*** Begin section ***

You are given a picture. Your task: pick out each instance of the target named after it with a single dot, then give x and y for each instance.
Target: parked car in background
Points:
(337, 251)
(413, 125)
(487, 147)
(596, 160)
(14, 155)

*** End section ***

→ **WORK ORDER**: Please print the listing exactly, keeping each line as it is.

→ **ANSWER TO THE PROBLEM**:
You are given a picture. Your task: pick out each instance of the target named after it with a single dot, then give x and y for each instance.
Target: parked car in background
Points:
(337, 251)
(413, 125)
(487, 147)
(596, 160)
(14, 155)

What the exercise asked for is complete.